(Stored data entries)

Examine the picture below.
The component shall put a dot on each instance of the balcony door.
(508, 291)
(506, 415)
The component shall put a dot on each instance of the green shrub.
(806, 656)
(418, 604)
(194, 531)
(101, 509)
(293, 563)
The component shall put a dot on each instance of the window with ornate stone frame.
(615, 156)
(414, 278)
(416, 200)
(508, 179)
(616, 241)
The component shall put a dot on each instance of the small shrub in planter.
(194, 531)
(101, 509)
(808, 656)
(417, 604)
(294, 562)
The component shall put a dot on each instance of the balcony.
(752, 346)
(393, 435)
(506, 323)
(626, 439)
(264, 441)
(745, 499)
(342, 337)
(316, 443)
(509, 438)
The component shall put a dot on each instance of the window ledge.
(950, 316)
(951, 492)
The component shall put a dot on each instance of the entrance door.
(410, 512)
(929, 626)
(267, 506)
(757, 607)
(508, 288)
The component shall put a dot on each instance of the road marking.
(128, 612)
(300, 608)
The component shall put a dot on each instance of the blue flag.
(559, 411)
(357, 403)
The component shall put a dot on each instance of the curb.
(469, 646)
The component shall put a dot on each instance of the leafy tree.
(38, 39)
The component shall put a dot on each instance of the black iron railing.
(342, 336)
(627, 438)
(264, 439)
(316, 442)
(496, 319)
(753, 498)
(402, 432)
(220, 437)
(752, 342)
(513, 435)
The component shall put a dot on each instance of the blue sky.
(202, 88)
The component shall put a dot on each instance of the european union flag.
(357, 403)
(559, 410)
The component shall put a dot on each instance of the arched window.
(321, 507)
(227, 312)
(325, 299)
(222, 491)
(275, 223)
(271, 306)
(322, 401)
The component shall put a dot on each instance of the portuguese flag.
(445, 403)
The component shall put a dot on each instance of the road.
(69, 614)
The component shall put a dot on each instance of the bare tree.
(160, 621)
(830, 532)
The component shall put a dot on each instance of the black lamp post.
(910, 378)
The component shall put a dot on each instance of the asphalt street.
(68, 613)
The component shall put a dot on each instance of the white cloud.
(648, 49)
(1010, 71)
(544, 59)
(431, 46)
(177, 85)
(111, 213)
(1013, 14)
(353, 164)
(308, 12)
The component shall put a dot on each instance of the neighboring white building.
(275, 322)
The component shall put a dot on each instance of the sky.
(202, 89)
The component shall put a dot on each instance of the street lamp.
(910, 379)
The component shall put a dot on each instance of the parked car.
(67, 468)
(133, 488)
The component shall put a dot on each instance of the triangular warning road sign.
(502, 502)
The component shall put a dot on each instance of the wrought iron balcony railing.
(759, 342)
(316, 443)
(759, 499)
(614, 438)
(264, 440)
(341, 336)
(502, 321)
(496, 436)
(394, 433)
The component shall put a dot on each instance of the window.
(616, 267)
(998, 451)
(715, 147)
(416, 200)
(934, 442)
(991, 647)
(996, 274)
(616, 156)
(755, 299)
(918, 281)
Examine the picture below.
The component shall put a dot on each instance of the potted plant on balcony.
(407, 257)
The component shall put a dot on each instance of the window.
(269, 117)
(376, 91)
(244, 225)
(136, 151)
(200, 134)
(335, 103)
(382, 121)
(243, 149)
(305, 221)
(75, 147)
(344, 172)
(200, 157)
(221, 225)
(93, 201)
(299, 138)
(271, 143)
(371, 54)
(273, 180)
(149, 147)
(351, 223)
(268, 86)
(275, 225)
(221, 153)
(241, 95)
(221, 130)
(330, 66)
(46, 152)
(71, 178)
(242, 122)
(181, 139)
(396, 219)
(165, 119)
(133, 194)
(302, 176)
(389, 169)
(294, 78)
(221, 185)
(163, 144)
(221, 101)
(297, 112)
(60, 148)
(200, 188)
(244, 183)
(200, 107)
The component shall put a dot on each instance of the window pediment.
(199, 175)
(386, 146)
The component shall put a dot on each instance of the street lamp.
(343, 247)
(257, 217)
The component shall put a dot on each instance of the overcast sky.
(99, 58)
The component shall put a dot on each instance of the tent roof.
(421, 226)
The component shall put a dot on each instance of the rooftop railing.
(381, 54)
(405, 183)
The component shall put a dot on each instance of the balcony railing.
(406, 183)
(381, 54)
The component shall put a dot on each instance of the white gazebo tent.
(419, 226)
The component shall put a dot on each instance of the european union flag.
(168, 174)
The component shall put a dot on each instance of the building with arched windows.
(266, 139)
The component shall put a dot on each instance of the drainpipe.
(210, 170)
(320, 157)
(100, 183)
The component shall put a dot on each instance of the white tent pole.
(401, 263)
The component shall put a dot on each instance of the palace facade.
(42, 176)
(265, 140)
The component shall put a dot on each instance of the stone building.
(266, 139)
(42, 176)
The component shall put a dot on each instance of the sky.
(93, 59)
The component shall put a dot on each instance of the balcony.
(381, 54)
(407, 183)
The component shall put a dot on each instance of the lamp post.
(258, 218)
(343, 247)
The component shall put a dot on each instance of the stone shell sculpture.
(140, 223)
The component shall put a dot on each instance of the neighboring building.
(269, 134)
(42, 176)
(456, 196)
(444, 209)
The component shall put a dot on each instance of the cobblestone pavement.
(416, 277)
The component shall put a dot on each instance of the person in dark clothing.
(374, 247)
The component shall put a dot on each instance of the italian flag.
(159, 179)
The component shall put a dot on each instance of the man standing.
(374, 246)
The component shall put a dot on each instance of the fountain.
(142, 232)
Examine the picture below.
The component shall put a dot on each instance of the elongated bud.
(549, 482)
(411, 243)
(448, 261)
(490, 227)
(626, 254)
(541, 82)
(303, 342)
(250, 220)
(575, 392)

> [Problem to solve] Write out the records shown above, exactly as they appear.

> [Task response]
Examine the picture below.
The component shall put a dot on each instance of the balcony door.
(508, 291)
(506, 415)
The component shall put a dot on each instance of the green shrub.
(806, 656)
(418, 604)
(194, 531)
(101, 509)
(293, 563)
The component shall put a dot on each instance of the window with ornate stone frame.
(615, 156)
(414, 278)
(416, 200)
(508, 179)
(616, 241)
The component shall put a dot on each instance of the small shrub in planter.
(194, 531)
(101, 509)
(808, 656)
(417, 604)
(294, 562)
The component shall put a dot on each instance of the balcony.
(752, 346)
(393, 435)
(506, 323)
(626, 439)
(264, 441)
(745, 499)
(342, 337)
(316, 443)
(509, 438)
The component shall put a dot on each instance of the window ledge.
(950, 316)
(951, 492)
The component shall put a dot on each instance of the entrance door.
(410, 512)
(929, 626)
(267, 506)
(757, 607)
(508, 288)
The component shall put a dot on each instance of the road marking.
(128, 612)
(300, 608)
The component shall put a dot on each instance of the blue flag.
(559, 411)
(357, 403)
The component shall put a dot on each instance of the curb.
(469, 646)
The component shall put a dot on each instance of the leafy tree.
(38, 39)
The component shall put a dot on each instance of the black iron railing.
(342, 336)
(627, 438)
(264, 439)
(316, 442)
(496, 319)
(753, 498)
(402, 432)
(220, 437)
(752, 342)
(513, 435)
The component shall put a dot on each instance of the blue sky.
(202, 88)
The component shall put a dot on each instance of the european union flag.
(357, 403)
(559, 410)
The component shall put a dot on each instance of the arched window.
(321, 507)
(227, 312)
(325, 299)
(222, 491)
(275, 223)
(271, 306)
(322, 401)
The component shall put a dot on each instance of the portuguese flag.
(445, 403)
The component shall put a dot on each instance of the road.
(69, 614)
The component shall put a dot on each instance of the bare tree.
(160, 621)
(830, 532)
The component shall put a dot on each instance of the black lamp post.
(910, 378)
The component shall put a dot on each instance of the asphalt street.
(68, 613)
The component shall put a dot on each instance of the white cloud.
(648, 49)
(1010, 71)
(544, 59)
(431, 46)
(177, 85)
(111, 213)
(1013, 14)
(353, 164)
(308, 12)
The component shall put a dot on each instance of the neighboring white building.
(275, 322)
The component shall put a dot on each instance of the sky.
(202, 89)
The component shall put a dot on each instance of the street lamp.
(910, 379)
The component shall put a dot on each instance of the parked car.
(67, 468)
(133, 488)
The component shall put a dot on each instance of the triangular warning road sign.
(502, 502)
The component shall put a dot on each instance of the wrought iron balcony railing.
(759, 342)
(316, 443)
(759, 499)
(614, 438)
(264, 440)
(341, 336)
(502, 321)
(496, 436)
(394, 433)
The component shall put a dot on each instance of the window.
(616, 267)
(998, 451)
(715, 147)
(416, 200)
(934, 442)
(991, 647)
(996, 274)
(616, 156)
(755, 299)
(918, 281)
Examine the picture below.
The component shall put a dot on each instance of the potted plant on balcony.
(407, 257)
The component shall put a dot on each instance of the window.
(269, 117)
(376, 91)
(244, 225)
(136, 151)
(200, 134)
(335, 103)
(382, 121)
(243, 149)
(305, 221)
(75, 147)
(344, 172)
(200, 157)
(221, 225)
(93, 201)
(299, 138)
(271, 143)
(371, 54)
(273, 180)
(149, 147)
(351, 223)
(268, 86)
(275, 225)
(221, 153)
(241, 95)
(221, 130)
(330, 66)
(46, 152)
(71, 178)
(242, 122)
(181, 139)
(396, 219)
(165, 119)
(133, 194)
(302, 176)
(389, 169)
(294, 78)
(221, 185)
(163, 144)
(221, 101)
(297, 112)
(60, 148)
(200, 188)
(244, 183)
(200, 107)
The component shall put a dot on each instance of the window pediment.
(199, 175)
(386, 146)
The component shall put a dot on each instance of the street lamp.
(343, 247)
(257, 217)
The component shall put a dot on each instance of the overcast sky.
(99, 58)
The component shall put a dot on each instance of the tent roof.
(421, 226)
The component shall put a dot on each instance of the rooftop railing.
(381, 54)
(405, 183)
The component shall put a dot on each instance of the balcony railing.
(406, 183)
(381, 54)
The component shall put a dot on each instance of the white gazebo tent.
(419, 226)
The component shall put a dot on each instance of the european union flag.
(168, 174)
The component shall put a dot on each instance of the building with arched windows.
(266, 139)
The component shall put a dot on each instance of the drainpipe.
(210, 170)
(320, 157)
(100, 183)
The component shall put a dot on each instance of the white tent pole.
(401, 263)
The component shall put a dot on each instance of the palace facade.
(42, 176)
(265, 140)
The component shall put a dot on each instance of the stone building.
(266, 139)
(42, 176)
The component shall put a dot on each instance of the sky.
(93, 59)
The component shall put a dot on each instance of the balcony.
(381, 54)
(407, 183)
The component shall put a dot on each instance of the lamp post.
(258, 218)
(343, 247)
The component shall put a dot on each instance of the stone shell sculpture.
(140, 223)
The component shall put a dot on each instance of the neighboring building.
(269, 134)
(42, 176)
(456, 196)
(444, 209)
The component shall put a dot on each instance of the cobblestone pavement.
(416, 277)
The component shall put a dot on each instance of the person in dark clothing.
(374, 247)
The component shall put a dot on each instance of the italian flag.
(159, 179)
The component shall put a dot on each instance of the man standing.
(374, 246)
The component shall put a dot on each instance of the fountain.
(142, 232)
Examine the picture below.
The component shall put a dot on each instance of the elongated bud.
(549, 482)
(411, 243)
(448, 261)
(490, 227)
(626, 254)
(541, 82)
(303, 342)
(250, 220)
(575, 392)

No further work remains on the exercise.